**What the exercise asks**
Copy out each of the following lines word for word.

━━━━━━━━━━━━━━━━━━━━━━━━━━━━━━

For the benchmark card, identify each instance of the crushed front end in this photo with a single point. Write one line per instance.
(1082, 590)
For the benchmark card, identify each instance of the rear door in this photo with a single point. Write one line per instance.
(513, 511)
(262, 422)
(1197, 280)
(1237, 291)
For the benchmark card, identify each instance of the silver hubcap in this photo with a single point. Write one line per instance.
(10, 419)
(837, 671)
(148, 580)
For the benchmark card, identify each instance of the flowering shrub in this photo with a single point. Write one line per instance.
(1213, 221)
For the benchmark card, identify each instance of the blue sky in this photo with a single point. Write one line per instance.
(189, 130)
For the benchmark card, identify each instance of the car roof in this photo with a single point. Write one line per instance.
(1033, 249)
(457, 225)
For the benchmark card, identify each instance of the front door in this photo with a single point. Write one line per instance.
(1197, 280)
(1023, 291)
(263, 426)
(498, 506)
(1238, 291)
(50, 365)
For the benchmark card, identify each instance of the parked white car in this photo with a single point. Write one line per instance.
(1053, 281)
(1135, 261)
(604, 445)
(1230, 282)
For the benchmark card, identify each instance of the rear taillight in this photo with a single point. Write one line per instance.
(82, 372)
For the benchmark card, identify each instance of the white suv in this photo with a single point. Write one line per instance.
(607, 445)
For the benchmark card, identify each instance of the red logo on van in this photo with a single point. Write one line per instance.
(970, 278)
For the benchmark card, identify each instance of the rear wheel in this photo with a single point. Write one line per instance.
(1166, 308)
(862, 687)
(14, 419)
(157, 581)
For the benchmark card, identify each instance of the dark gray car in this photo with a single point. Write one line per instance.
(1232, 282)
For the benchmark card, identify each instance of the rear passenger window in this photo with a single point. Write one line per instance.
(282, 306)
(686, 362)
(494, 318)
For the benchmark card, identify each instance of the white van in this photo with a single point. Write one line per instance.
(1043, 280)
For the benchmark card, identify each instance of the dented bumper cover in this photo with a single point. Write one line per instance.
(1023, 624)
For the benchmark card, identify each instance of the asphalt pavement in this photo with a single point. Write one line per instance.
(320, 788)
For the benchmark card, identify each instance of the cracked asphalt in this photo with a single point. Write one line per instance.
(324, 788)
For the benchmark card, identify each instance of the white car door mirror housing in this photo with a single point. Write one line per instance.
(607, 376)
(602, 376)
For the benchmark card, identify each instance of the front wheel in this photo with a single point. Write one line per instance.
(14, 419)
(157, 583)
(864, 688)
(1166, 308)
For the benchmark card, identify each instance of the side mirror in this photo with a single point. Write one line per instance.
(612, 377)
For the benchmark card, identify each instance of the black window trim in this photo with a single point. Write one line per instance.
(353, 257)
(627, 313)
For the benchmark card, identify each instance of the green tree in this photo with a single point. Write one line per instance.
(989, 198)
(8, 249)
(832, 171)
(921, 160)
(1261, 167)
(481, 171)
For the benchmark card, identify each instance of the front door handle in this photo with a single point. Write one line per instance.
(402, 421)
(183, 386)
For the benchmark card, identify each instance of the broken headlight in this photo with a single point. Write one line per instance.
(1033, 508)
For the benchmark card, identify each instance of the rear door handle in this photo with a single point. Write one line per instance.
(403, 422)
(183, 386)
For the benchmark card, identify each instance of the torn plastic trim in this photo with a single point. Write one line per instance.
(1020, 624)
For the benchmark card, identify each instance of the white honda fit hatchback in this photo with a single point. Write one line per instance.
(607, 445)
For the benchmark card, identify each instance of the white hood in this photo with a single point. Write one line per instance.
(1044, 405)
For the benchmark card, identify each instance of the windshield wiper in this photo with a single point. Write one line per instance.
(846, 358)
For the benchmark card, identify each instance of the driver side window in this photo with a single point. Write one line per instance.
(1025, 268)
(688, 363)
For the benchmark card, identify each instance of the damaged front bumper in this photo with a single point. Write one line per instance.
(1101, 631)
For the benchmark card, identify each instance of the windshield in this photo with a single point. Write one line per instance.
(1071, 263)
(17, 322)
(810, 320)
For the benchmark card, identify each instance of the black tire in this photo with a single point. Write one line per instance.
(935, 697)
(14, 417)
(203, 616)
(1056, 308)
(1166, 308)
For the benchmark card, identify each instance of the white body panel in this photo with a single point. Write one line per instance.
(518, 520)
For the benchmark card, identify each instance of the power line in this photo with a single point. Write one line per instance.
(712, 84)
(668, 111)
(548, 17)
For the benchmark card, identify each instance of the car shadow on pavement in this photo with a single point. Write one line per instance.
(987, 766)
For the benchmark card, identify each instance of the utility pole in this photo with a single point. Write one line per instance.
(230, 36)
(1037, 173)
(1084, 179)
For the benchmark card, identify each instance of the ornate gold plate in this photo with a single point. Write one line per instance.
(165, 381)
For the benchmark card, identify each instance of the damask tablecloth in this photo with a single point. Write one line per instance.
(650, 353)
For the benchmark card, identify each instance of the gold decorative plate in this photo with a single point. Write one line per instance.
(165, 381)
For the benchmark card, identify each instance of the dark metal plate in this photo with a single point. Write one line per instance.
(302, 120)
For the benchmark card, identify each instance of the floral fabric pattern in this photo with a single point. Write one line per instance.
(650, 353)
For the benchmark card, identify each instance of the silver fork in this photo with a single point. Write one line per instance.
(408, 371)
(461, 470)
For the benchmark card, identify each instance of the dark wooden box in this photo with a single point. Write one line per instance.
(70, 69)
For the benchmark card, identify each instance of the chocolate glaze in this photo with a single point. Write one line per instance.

━━━━━━━━━━━━━━━━━━━━━━━━━━━━━━

**In response**
For the benchmark card, identify each instance of the crushed front end in this photo with a single point. Write one line per instance.
(1082, 590)
For the benchmark card, identify each instance of the rear door in this photo with a single point. Write one line per instance.
(513, 511)
(262, 422)
(1197, 280)
(1237, 291)
For the benchmark card, identify each instance of the silver hubcap in this photo with a single point. Write one line per instance.
(10, 419)
(837, 671)
(148, 580)
For the benchmark card, identify each instance of the flowering shrub in this photo with a single point. Write one line per instance.
(1213, 221)
For the benchmark card, identify each instance of the blue sky in this photo with a single point. Write one line per instance.
(189, 130)
For the benchmark card, identify each instance of the car roof in this photo with a single point. Write one line per instance.
(1033, 249)
(457, 225)
For the benchmark card, identify each instance of the front door in this photo with a single point. Write one line per instance.
(1197, 280)
(1023, 291)
(263, 426)
(498, 506)
(1238, 291)
(50, 365)
For the benchmark card, identify each instance of the parked white car in this photo with a single point. Write one line per instance.
(1053, 281)
(1135, 261)
(604, 445)
(1230, 282)
For the benchmark card, identify each instance of the rear taillight in this photo with a single point. Write one line per instance.
(82, 372)
For the benchmark card, identify each instance of the white suv in this photo with a single point. Write one line per instance.
(607, 445)
For the benchmark card, identify each instance of the red logo on van in this photo with a single point. Write one line per instance.
(970, 278)
For the benchmark card, identify each instance of the rear wheel in this photo with a single point. Write one line per instance.
(1166, 308)
(862, 687)
(14, 419)
(157, 581)
For the benchmark card, identify each instance of the dark gray car in this photo with a single point. Write one line per instance.
(1232, 282)
For the benchmark card, identify each instance of the rear passenger window in this photo with a single point. Write one line per instance.
(282, 306)
(686, 362)
(494, 318)
For the benchmark card, identify each instance of the white van in this photo with a single point. Write one line per instance.
(1043, 280)
For the benchmark card, identify each instance of the dented bumper cover in this photo with a single point. Write one line per instance.
(1023, 624)
For the benchmark card, identify each instance of the asphalt pavement in this photo with a single point. Write one line per instance.
(320, 788)
For the benchmark card, identify each instance of the cracked asphalt in this photo with a single point. Write one line per instance.
(324, 788)
For the benchmark card, identify each instance of the white car door mirror housing in this photo with a single point. Write one line per instance.
(607, 376)
(602, 376)
For the benchmark card, identify each instance of the front wheel in this photo with a single point. Write one line per instance.
(14, 419)
(157, 583)
(864, 688)
(1166, 308)
For the benchmark card, identify each instance of the side mirror in this photo with a single point. Write one line per instance.
(612, 377)
For the benchmark card, identify each instance of the black window trim in this photo with a single point. Write one line per instance.
(353, 257)
(627, 313)
For the benchmark card, identify each instance of the green tree in this photo with a single point. Write one line per instance.
(989, 198)
(8, 249)
(832, 171)
(921, 160)
(1261, 167)
(481, 171)
For the benchmark card, identify each instance of the front door handle in this photo with a single point. Write one line per instance.
(402, 421)
(183, 386)
For the benchmark card, identify each instance of the broken headlight in this photo with a single point. Write one line per instance.
(1033, 508)
For the benchmark card, identify each instance of the rear door handle in this photo with a single point. Write one line per instance.
(403, 422)
(183, 386)
For the benchmark card, identify each instance of the torn plastic trim in this photo with a single point. Write one line per instance.
(1020, 624)
For the benchmark card, identify each instance of the white honda fit hatchback in this photo with a single point. Write one line per instance.
(607, 445)
For the benchmark card, identify each instance of the white hood in this photo with a single point. Write one line per instance.
(1044, 405)
For the benchmark card, identify each instance of the windshield wiper in this photo with a single point. Write one line per instance.
(846, 358)
For the benchmark card, identify each instance of the driver side window in this photo with a single point. Write one line per instance.
(1025, 268)
(688, 363)
For the benchmark card, identify each instance of the damaged front bumper in this photo with a single point. Write one line per instance.
(1101, 631)
For the benchmark card, identify each instance of the windshield in this photo with a single point. Write one line per instance.
(1071, 263)
(17, 322)
(810, 320)
For the benchmark card, identify each instance of the black tire in this photo with a single point. Write one line per instance.
(935, 697)
(14, 417)
(203, 616)
(1056, 308)
(1166, 308)
For the benchmark card, identify each instance of the white body panel in this photo with a single point. Write one line per instance.
(518, 520)
For the benchmark card, identify each instance of the power line in this photo with a single point. Write one line per instance.
(712, 84)
(668, 111)
(548, 17)
For the benchmark card, identify each instance of the car shadow on pavement in this photo with a single point. Write one line per instance.
(987, 766)
For the benchmark card, identify each instance of the utility pole in this photo with a single point. Write one line per instance.
(230, 36)
(1037, 173)
(1084, 179)
For the benchmark card, identify each instance of the ornate gold plate in this photo with a single point. Write one line per instance.
(165, 381)
For the benchmark card, identify each instance of the damask tablecloth in this photo with a single point. Write one line per instance.
(650, 353)
For the benchmark card, identify each instance of the gold decorative plate in this photo with a single point. Write one line per instance.
(165, 381)
For the benchmark card, identify each instance of the dark metal plate in this photo with a single point. Write one line per instance.
(302, 120)
For the benchmark card, identify each instance of the floral fabric pattern in this photo with a single point. Write one line per instance.
(650, 353)
For the benchmark card, identify each instance of the silver fork in this photo with a single point. Write one line per instance.
(408, 371)
(461, 470)
For the benchmark card, identify each instance of the dark wooden box in this photo with a single point. Write one line per instance.
(70, 69)
For the benchmark card, identify each instance of the chocolate glaze in this photo with a single point. Write one line per instance.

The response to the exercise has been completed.